--- Task objective ---
Change every instance of "rough mask" to "coarse mask" throughout the material below, and reproduce all other text unchanged. Omit the pictures from your reproduction.

(Dataset entries)
☆ ☆ ☆

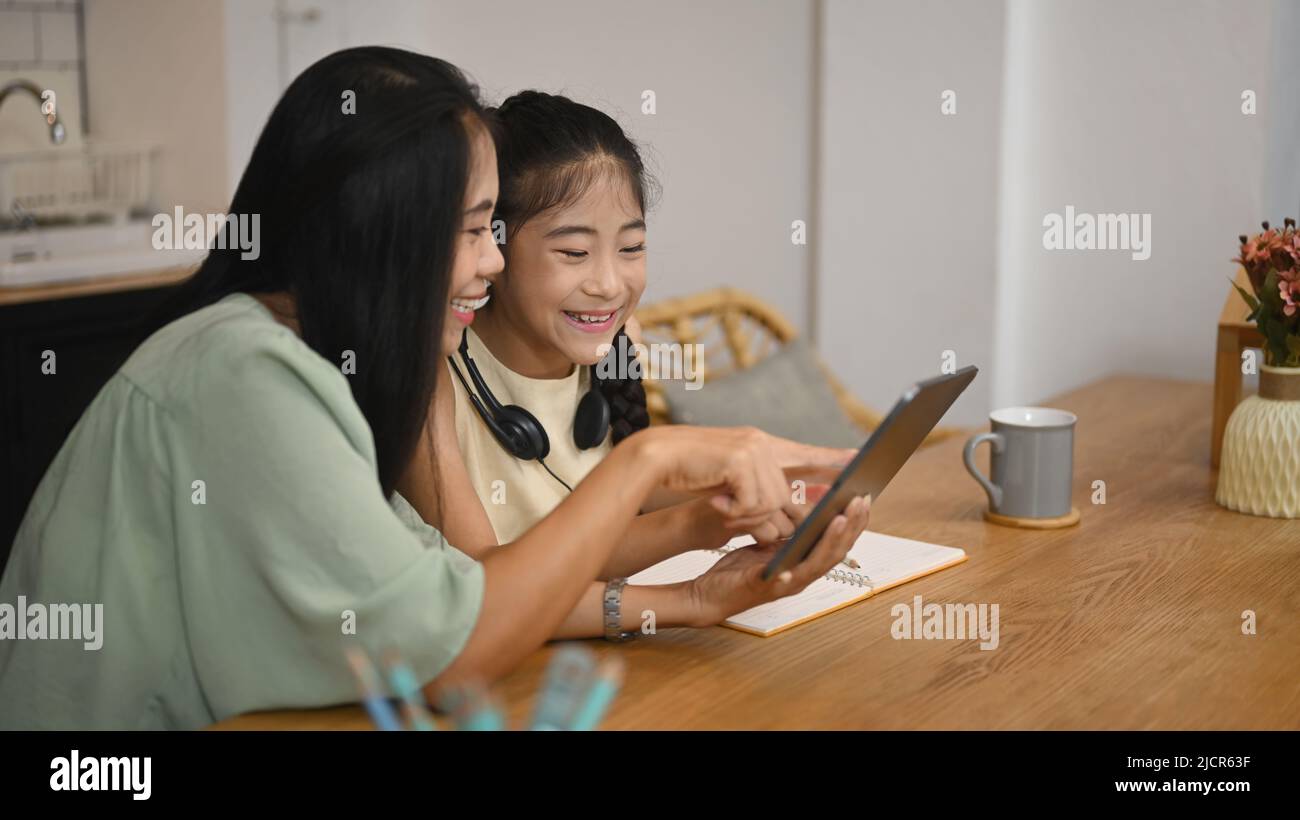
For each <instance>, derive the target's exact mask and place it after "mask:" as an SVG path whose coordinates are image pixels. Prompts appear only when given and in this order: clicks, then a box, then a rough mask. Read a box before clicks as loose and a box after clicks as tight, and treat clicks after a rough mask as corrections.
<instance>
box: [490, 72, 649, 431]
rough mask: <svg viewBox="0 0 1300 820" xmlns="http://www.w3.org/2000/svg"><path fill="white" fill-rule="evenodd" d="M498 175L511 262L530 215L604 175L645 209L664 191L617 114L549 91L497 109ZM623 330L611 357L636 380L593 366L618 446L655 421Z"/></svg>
mask: <svg viewBox="0 0 1300 820" xmlns="http://www.w3.org/2000/svg"><path fill="white" fill-rule="evenodd" d="M493 113H494V116H495V120H497V122H495V131H494V133H495V136H497V174H498V177H499V178H500V194H499V195H498V199H497V212H495V213H494V216H493V218H494V220H502V221H503V222H504V224H506V235H507V242H506V246H504V256H506V264H507V265H508V264H510V240H508V237H510V235H511V234H513V233H517V231H519V229H520V227H523V225H524V224H525V222H528V220H530V218H533V217H536V216H537V214H539V213H543V212H546V211H550V209H551V208H556V207H562V205H567V204H571V203H573V201H576V200H577V199H578V198H581V196H582V194H585V192H586V190H588V188H589V187H590V186H591V185H593V183H594V182H595V181H597V179H599V178H602V175H604V174H608V173H610V172H611V170H612V172H614V173H617V174H620V175H621V177H623V178H624V181H625V182H627V183H628V187H629V188H630V191H632V195H633V198H634V199H636V201H637V205H638V207H640V208H641V213H642V214H643V213H645V212H646V208H647V203H649V201H650V200H651V199H653V195H654V192H656V190H658V188H656V185H655V181H654V178H653V177H651V175H650V174H649V172H647V170H646V168H645V164H643V162H642V160H641V152H640V151H638V149H637V146H636V143H633V142H632V140H630V139H628V135H627V134H624V133H623V129H621V127H619V123H617V122H615V121H614V118H612V117H610V116H608V114H606V113H604V112H601V110H598V109H595V108H591V107H590V105H582V104H581V103H575V101H573V100H571V99H568V97H565V96H560V95H555V94H545V92H541V91H520V92H519V94H516V95H513V96H511V97H510V99H507V100H506V101H504V103H502V104H500V107H498V108H497V109H494V110H493ZM625 335H627V334H625V330H624V329H623V327H620V329H619V333H617V335H615V338H614V347H612V350H611V351H610V355H611V356H617V355H620V351H625V353H624V361H623V363H621V365H623V366H619V368H610V370H611V372H614V373H627V374H629V376H628V378H602V377H599V376H598V374H597V372H598V370H601V369H603V368H593V374H591V378H593V379H595V385H597V389H598V390H601V392H603V394H604V398H606V399H607V400H608V402H610V421H611V433H612V441H614V443H615V444H617V443H619V442H620V441H623V439H624V438H627V437H628V435H630V434H633V433H636V431H637V430H640V429H642V428H645V426H647V425H649V424H650V416H649V413H647V412H646V391H645V387H643V386H642V385H641V379H640V378H638V377H636V378H634V377H632V376H630V374H633V373H637V372H638V370H637V369H636V368H632V359H633V356H634V353H633V350H632V344H630V343H629V342H627V340H624V339H621V337H625Z"/></svg>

☆ ☆ ☆

--- Task answer ---
For each <instance>, derive the target's exact mask and place it after "mask:" as an SVG path whose coordinates are image pixels. Prompts appear only when given and in this order: clicks, then a box, then a coarse mask. Read a box before clicks as loose and a box after clicks as tight, and treat clicks after a coarse mask as corrections.
<instance>
box: [490, 72, 649, 431]
coarse mask: <svg viewBox="0 0 1300 820" xmlns="http://www.w3.org/2000/svg"><path fill="white" fill-rule="evenodd" d="M498 175L511 262L530 215L604 175L645 209L664 191L617 114L549 91L497 109ZM623 330L611 357L636 380L593 366L618 446L655 421Z"/></svg>
mask: <svg viewBox="0 0 1300 820" xmlns="http://www.w3.org/2000/svg"><path fill="white" fill-rule="evenodd" d="M493 113H494V116H495V120H497V122H495V131H494V133H495V136H497V174H498V177H499V178H500V194H499V195H498V199H497V212H495V213H494V216H493V218H494V220H502V221H503V222H504V224H506V235H507V242H506V246H504V256H506V264H507V265H508V264H510V240H508V237H510V235H511V234H513V233H517V231H519V229H520V227H523V225H524V224H525V222H528V220H530V218H533V217H536V216H537V214H539V213H543V212H546V211H550V209H551V208H556V207H562V205H567V204H571V203H573V201H576V200H577V199H578V198H581V196H582V194H585V192H586V190H588V188H589V187H590V186H591V185H593V183H594V182H595V181H597V179H599V178H602V175H604V174H608V173H610V172H611V170H612V172H614V173H617V174H620V175H621V177H623V178H624V181H625V182H627V183H628V187H629V188H630V191H632V195H633V198H634V199H636V201H637V205H638V207H640V208H641V213H642V214H643V213H645V212H646V208H647V203H649V201H650V200H651V199H653V195H654V192H656V190H658V188H656V185H655V181H654V178H653V177H651V175H650V174H649V172H647V170H646V168H645V164H643V162H642V160H641V152H640V151H638V149H637V146H636V143H633V142H632V140H630V139H628V135H627V134H624V133H623V129H621V127H619V123H617V122H615V121H614V118H612V117H610V116H608V114H606V113H604V112H601V110H598V109H595V108H591V107H590V105H582V104H581V103H575V101H573V100H571V99H568V97H565V96H560V95H555V94H545V92H541V91H520V92H519V94H516V95H513V96H511V97H510V99H507V100H506V101H504V103H502V104H500V107H498V108H497V109H494V110H493ZM625 335H627V334H625V330H624V329H623V327H620V329H619V333H617V335H615V338H614V347H612V350H611V351H610V355H611V356H617V355H620V351H625V353H624V361H623V363H621V365H623V366H619V368H610V370H611V372H614V373H627V374H629V376H628V378H602V377H599V376H598V374H597V372H598V370H601V369H603V368H593V374H591V378H593V379H595V385H597V389H598V390H601V392H603V394H604V398H606V399H607V400H608V402H610V421H611V433H612V441H614V443H615V444H617V443H619V442H620V441H623V439H624V438H627V437H628V435H630V434H633V433H636V431H637V430H640V429H642V428H645V426H647V425H649V424H650V416H649V413H647V412H646V391H645V387H643V386H642V385H641V379H640V378H638V377H636V378H634V377H632V376H630V374H633V373H637V372H638V370H637V369H636V368H632V359H633V356H634V353H633V350H632V344H630V343H629V342H627V340H624V339H621V337H625Z"/></svg>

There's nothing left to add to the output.